## EXCERPT PROVIDED

====

Irish whiskey is really having a moment, and for many good reasons. There is something so special about how we Irish blend and brew our smooth, rich whiskies. Did you know there are 39 operational whiskey distilleries on the little island of Ireland? That is quite a lot for a small island, wouldn’t you say?
Now, if you didn’t know already, the actual island of Ireland is split into two countries. The Republic of Ireland, where the famous Dublin capital can be found, and Northern Ireland, our still British sister whose capital is Belfast city.
If you have the time, I recommend you do a real whiskey tour of both countries but if you only have time to zoom around the Northern Ireland whiskey trail, there is still plenty of whiskey fun to be had.
Is Whiskey From Northern Ireland Considered Irish Whiskey?
Look, the raging battle between the British and Irish has been pretty much quelled – bar a few bad feeling harborers – and the Irish do not hold many grudges. Northern Ireland is still Ireland, so of course, any Northern Ireland whiskey crafted in the six counties of the North is still thought of as Irish whiskey.
I mean, look at it this way, it is in the exact spelling of whiskey. The Irish love a little flare, which is why our whiskey spelling adds an extra if not necessarily needed, E., Unlike the Scots, who like to keep it simple without adding the extra E.
If Northern Irish whiskey was not considered Irish, do you think we would spell it that way?
Also, we love to shout from the rooftops about our Irish accolades and if that includes boosting the ego of our Northern Irish brothers and sisters, you can bet we are going to do it.
What Whiskey Is Made In Northern Ireland?
Ireland’s east coast features a plethora of whiskey distilleries, many of which include a tour or two to get you in touch with the whiskey roots of Ireland.
But, if you mean what famous whiskey is made in Northern Ireland? Well, I can tell you that one.
Bushmills distillery is one of the most famous Northern Irish whiskey distilleries. Some say it is the best Irish whiskey, but you must discover it yourself.
Considered the oldest licensed distillery in the world, Bushmills really is a rare gem, and the Irish are very proud of it. Plus it is located near the UNESCO world heritage site, the Giants Causeway.
But don’t stop there. Bushmills isn’t the only whiskey worth savoring when you visit Northern Ireland. There are around 13 Irish whiskey distilleries, each with its own flavor notes and histories and they are all well worth a visit if you are a lover of whiskey.
What Distilleries Are In Northern Ireland That You Can Visit?

====

## PROVIDED ENTRIES
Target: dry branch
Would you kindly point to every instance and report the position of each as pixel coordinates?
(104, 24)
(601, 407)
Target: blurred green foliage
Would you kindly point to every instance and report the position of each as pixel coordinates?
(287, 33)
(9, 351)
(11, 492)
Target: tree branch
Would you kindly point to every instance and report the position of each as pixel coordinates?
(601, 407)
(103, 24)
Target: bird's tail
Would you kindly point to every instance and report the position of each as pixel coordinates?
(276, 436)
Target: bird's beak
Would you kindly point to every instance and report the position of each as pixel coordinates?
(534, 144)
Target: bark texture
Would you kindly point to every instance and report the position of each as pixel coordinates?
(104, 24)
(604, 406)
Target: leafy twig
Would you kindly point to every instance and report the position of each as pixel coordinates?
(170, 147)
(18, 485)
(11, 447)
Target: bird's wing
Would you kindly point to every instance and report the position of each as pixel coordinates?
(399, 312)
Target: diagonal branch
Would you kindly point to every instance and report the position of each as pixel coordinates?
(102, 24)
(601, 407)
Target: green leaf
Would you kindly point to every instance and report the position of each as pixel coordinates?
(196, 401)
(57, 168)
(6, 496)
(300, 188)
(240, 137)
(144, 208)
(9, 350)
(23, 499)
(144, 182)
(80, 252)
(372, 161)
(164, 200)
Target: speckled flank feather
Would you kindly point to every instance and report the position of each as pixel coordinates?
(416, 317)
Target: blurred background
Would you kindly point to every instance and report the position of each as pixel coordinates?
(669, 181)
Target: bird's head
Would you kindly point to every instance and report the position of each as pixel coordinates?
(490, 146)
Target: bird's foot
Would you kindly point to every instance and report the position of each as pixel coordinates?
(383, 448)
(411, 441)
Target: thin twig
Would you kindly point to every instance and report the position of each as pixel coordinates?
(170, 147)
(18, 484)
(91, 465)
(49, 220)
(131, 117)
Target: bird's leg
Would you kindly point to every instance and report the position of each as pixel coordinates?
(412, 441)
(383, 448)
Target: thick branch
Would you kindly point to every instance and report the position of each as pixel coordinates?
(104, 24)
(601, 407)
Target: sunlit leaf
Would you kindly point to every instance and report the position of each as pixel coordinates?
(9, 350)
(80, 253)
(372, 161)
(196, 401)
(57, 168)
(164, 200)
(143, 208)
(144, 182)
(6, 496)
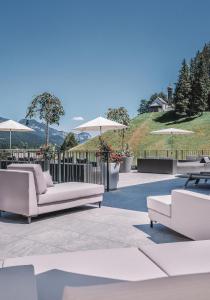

====

## STATED PROBLEM A
According to the Irish whiskey text, how many operational whiskey distilleries are there on the island of Ireland?
## STATED PROBLEM B
Turn the rows into a numbered list, starting at the line that contains "Target: sunlit leaf" and continuing through the last of the rows. Skip blank lines, and leave the pictures out.

## EXERCISE RESPONSE A
There are 39 operational whiskey distilleries on the island of Ireland.

## EXERCISE RESPONSE B
1. Target: sunlit leaf
2. Would you kindly point to every instance and report the position of each as pixel coordinates?
3. (9, 350)
4. (80, 253)
5. (372, 161)
6. (196, 401)
7. (57, 168)
8. (164, 200)
9. (143, 208)
10. (144, 182)
11. (6, 496)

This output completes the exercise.